*WRITTEN INSTRUCTION:*
Extract every line of the listing below that contains the word "rock", keeping in mind that case counts.

-*-*-

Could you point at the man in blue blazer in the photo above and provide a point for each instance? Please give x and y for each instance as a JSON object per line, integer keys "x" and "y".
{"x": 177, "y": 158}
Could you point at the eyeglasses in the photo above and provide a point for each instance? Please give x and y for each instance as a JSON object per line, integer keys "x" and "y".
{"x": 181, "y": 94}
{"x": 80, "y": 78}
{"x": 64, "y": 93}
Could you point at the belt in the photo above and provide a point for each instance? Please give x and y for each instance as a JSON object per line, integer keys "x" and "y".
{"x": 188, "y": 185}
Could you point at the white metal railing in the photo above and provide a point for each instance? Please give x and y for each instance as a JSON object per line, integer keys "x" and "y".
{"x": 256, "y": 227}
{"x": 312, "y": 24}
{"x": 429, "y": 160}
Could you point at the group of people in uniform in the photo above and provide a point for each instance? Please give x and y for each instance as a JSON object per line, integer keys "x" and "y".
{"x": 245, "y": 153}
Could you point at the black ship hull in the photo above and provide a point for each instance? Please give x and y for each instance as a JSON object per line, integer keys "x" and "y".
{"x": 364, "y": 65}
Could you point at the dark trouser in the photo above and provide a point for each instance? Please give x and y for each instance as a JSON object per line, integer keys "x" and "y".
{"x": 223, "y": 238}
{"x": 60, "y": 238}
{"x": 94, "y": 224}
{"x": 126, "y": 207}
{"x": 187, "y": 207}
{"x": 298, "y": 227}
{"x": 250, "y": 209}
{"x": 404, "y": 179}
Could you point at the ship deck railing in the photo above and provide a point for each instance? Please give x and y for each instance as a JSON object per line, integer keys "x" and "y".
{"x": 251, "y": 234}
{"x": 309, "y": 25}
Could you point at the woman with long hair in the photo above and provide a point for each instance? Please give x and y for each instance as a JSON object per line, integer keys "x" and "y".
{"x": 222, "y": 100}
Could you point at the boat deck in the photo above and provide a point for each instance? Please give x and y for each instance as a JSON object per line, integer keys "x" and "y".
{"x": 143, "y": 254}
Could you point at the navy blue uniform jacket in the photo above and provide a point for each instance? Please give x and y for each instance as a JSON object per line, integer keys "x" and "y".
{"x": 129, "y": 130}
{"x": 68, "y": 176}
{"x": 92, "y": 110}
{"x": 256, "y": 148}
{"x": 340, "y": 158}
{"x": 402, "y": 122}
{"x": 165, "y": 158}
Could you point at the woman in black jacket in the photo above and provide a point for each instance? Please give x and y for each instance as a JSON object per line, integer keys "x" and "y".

-*-*-

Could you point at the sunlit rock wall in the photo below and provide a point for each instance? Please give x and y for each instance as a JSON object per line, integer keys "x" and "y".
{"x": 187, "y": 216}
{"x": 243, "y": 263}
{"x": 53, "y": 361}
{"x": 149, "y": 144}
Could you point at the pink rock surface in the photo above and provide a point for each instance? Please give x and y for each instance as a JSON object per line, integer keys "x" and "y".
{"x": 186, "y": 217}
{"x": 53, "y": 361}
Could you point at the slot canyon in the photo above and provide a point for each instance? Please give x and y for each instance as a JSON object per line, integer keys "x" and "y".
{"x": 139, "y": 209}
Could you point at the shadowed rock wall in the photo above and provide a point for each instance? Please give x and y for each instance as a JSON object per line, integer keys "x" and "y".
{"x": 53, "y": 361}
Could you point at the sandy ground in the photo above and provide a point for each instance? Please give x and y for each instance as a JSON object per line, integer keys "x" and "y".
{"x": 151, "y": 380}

-*-*-

*EXERCISE RESPONSE:*
Could you point at the sunlit rock wall in the photo below and provide a point for each instance? Please give x and y for each instance as a JSON object per line, integer keys "x" and "y".
Could you point at the pink rock surface in the photo above and provide a point for each instance? Please give x and y for each instance as a JSON object per line, integer keys "x" and "y".
Could you point at the shadowed rock wall in the photo above and provide a point for each instance? Please give x and y for each instance as a JSON object per line, integer keys "x" and "y".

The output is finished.